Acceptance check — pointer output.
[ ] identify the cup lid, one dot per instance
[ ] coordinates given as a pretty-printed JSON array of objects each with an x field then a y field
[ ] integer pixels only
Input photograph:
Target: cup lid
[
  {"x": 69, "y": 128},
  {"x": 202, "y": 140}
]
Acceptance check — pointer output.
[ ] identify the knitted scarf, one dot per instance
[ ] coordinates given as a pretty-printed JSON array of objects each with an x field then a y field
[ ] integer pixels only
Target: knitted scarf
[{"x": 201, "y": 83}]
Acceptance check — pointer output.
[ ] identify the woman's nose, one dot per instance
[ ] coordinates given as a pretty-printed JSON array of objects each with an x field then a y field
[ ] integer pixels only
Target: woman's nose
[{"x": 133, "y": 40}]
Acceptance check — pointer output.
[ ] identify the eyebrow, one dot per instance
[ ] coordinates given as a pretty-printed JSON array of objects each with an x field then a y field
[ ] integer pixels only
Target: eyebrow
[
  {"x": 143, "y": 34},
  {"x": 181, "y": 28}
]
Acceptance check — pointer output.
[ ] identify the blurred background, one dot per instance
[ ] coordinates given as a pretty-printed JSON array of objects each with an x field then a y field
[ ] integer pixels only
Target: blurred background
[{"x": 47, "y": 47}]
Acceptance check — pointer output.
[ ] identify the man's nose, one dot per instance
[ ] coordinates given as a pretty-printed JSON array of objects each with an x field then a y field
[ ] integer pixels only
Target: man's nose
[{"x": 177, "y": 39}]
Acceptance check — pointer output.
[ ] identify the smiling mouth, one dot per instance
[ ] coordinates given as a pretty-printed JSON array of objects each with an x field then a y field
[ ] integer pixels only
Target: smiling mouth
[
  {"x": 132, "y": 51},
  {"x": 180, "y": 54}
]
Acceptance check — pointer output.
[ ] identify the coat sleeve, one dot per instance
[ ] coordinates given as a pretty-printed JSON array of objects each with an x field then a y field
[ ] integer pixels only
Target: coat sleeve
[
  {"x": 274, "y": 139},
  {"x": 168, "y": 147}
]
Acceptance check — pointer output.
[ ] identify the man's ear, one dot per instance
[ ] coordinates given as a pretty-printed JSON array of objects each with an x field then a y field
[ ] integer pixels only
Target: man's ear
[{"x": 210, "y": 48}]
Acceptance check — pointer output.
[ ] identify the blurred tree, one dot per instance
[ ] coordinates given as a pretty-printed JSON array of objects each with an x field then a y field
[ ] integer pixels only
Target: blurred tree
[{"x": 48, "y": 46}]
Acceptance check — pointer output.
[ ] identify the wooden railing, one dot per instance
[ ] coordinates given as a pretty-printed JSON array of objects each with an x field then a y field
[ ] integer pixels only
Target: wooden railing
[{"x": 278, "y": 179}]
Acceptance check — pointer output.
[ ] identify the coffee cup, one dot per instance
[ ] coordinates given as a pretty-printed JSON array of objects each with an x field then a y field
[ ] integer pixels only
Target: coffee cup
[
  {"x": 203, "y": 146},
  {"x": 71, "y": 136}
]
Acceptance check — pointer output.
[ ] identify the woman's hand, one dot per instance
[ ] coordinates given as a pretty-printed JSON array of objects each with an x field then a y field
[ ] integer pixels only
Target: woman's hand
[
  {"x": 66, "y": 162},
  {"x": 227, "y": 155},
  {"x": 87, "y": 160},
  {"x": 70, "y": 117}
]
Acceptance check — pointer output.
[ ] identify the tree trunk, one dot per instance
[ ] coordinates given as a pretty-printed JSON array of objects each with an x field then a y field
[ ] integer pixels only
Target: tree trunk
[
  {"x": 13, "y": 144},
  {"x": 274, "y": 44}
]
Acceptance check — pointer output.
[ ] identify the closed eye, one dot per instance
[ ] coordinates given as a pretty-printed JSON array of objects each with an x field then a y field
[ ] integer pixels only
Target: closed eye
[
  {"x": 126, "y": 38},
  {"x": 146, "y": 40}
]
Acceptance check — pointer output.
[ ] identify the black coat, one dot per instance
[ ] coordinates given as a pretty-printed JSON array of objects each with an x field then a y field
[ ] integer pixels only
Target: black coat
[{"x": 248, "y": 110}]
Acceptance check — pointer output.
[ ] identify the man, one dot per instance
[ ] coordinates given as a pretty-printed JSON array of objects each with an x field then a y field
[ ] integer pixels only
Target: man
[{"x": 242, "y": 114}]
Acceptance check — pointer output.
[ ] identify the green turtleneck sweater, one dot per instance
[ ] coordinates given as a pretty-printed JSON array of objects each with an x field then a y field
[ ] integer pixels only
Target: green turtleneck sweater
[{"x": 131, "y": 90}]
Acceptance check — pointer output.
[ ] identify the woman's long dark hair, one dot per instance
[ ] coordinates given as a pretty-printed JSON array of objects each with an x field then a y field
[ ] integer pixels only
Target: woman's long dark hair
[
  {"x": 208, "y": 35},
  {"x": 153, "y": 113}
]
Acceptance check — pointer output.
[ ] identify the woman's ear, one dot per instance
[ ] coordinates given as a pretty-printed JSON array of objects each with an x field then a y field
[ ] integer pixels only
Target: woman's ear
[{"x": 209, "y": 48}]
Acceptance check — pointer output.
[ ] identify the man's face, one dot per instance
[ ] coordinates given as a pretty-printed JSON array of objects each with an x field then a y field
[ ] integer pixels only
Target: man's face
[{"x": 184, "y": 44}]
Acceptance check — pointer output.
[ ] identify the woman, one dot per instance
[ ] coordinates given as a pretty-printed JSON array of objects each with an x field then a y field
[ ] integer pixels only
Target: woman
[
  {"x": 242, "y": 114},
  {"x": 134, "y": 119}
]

__Task__. Exactly as they stand above, write out the entries.

__Task result__.
Acceptance check — pointer output.
[ ] identify the cup lid, one dot per instance
[ ] coordinates given as a pretty-printed JSON array of objects each with an x field then a y field
[ ] integer pixels only
Input photograph:
Target: cup lid
[
  {"x": 69, "y": 128},
  {"x": 202, "y": 140}
]
Acceptance check — pointer output.
[ ] identify the knitted scarf, one dot per instance
[ ] coordinates given as a pretty-printed JSON array of objects each with an x field then a y field
[ ] integer pixels only
Target: knitted scarf
[{"x": 201, "y": 83}]
Acceptance check — pointer output.
[ ] identify the woman's nose, one dot per instance
[ ] coordinates given as a pretty-printed JSON array of objects each with an x field then a y field
[ ] integer pixels only
Target: woman's nose
[{"x": 133, "y": 40}]
Acceptance check — pointer output.
[ ] identify the eyebrow, one dot per instance
[ ] coordinates given as a pretty-printed JSON array of objects each with an x field then a y field
[ ] integer pixels only
Target: eyebrow
[
  {"x": 143, "y": 34},
  {"x": 181, "y": 28}
]
Acceptance check — pointer output.
[ ] identify the blurred background, one dot per instance
[ ] coordinates given as a pretty-printed JSON array of objects each with an x field then a y field
[ ] integer pixels only
Target: blurred background
[{"x": 47, "y": 47}]
Acceptance check — pointer output.
[ ] identify the man's nose, one dot per instance
[ ] coordinates given as a pretty-printed JSON array of objects each with an x field then a y field
[ ] integer pixels only
Target: man's nose
[{"x": 177, "y": 39}]
Acceptance check — pointer output.
[ ] identify the smiling mouth, one dot per instance
[ ] coordinates given as a pretty-printed JSON array of objects each with an x field then a y field
[ ] integer pixels only
Target: smiling mouth
[
  {"x": 132, "y": 51},
  {"x": 180, "y": 54}
]
Acceptance check — pointer output.
[ ] identify the coat sleeve, one dot per instance
[ ] coordinates given as a pretty-printed JSON array of objects each with an x field then a y field
[ ] integer pixels only
Target: coat sleeve
[
  {"x": 274, "y": 139},
  {"x": 168, "y": 147}
]
Acceptance check — pointer output.
[ ] identify the man's ear, one dot per instance
[ ] coordinates given as a pretty-printed JSON array of objects each with an x field then a y field
[ ] integer pixels only
Target: man's ear
[{"x": 210, "y": 48}]
Acceptance check — pointer output.
[ ] identify the blurred tree, one dot per instance
[ ] coordinates given as a pretty-printed JSON array of objects each with an x field then a y field
[ ] integer pixels only
Target: blurred tree
[{"x": 48, "y": 46}]
Acceptance check — pointer output.
[ ] identify the wooden railing, one dot per instance
[ ] coordinates given as a pretty-printed JSON array of objects each with an x field then a y field
[ ] integer pixels only
Target: wooden railing
[{"x": 278, "y": 179}]
Acceptance check — pointer output.
[ ] identify the coffee cup, one dot per instance
[ ] coordinates given as a pretty-printed JSON array of objects each with an x field then a y field
[ ] integer pixels only
Target: coffee cup
[
  {"x": 203, "y": 146},
  {"x": 71, "y": 136}
]
Acceptance check — pointer output.
[ ] identify the woman's hand, one dot per instance
[ ] coordinates given as a pretty-printed JSON array of objects each with an x field then a y field
[ ] integer pixels only
Target: woman's hand
[
  {"x": 66, "y": 162},
  {"x": 227, "y": 155},
  {"x": 87, "y": 160},
  {"x": 70, "y": 117}
]
Acceptance check — pointer output.
[ ] identify the tree trunk, one dot per instance
[ ] coordinates given as a pretty-printed JSON array of objects each with an x field then a y field
[ ] integer pixels only
Target: tree trunk
[
  {"x": 13, "y": 144},
  {"x": 274, "y": 44}
]
Acceptance check — pointer output.
[ ] identify the closed eye, one dot per instance
[ ] coordinates given as a pretty-printed JSON array of objects each with an x field then a y field
[ ] integer pixels only
Target: closed eye
[
  {"x": 126, "y": 38},
  {"x": 146, "y": 40}
]
Acceptance check — pointer output.
[ ] identify the black coat, one dot per instance
[ ] coordinates given as a pretty-printed JSON array of objects each with an x field then a y field
[ ] integer pixels only
Target: black coat
[{"x": 248, "y": 110}]
Acceptance check — pointer output.
[ ] identify the man, one dot per instance
[ ] coordinates given as a pretty-printed JSON array of objects each with an x field then a y field
[ ] integer pixels only
Target: man
[{"x": 242, "y": 114}]
Acceptance check — pointer output.
[ ] identify the green turtleneck sweater, one dot per instance
[ ] coordinates given as a pretty-printed JSON array of objects each with an x field then a y field
[ ] integer pixels only
Target: green turtleneck sweater
[{"x": 131, "y": 90}]
Acceptance check — pointer output.
[ ] identify the woman's long dark hair, one dot per instance
[ ] coordinates given as a pretty-printed JSON array of objects each with an x field then a y field
[ ] integer pixels only
Target: woman's long dark hair
[
  {"x": 208, "y": 35},
  {"x": 153, "y": 113}
]
Acceptance check — pointer output.
[ ] identify the woman's ear, one dot per instance
[ ] coordinates given as a pretty-printed JSON array of objects each with an x field then a y field
[ ] integer pixels only
Target: woman's ear
[{"x": 209, "y": 48}]
Acceptance check — pointer output.
[ ] identify the man's face, one dot per instance
[ ] coordinates given as a pretty-printed JSON array of objects each with an x field then a y field
[ ] integer pixels only
Target: man's face
[{"x": 184, "y": 44}]
Acceptance check — pointer output.
[ ] identify the woman, one dot per instance
[ ] coordinates given as a pretty-printed JSON array of objects each with an x field then a y field
[ ] integer pixels only
Target: woman
[
  {"x": 242, "y": 114},
  {"x": 134, "y": 119}
]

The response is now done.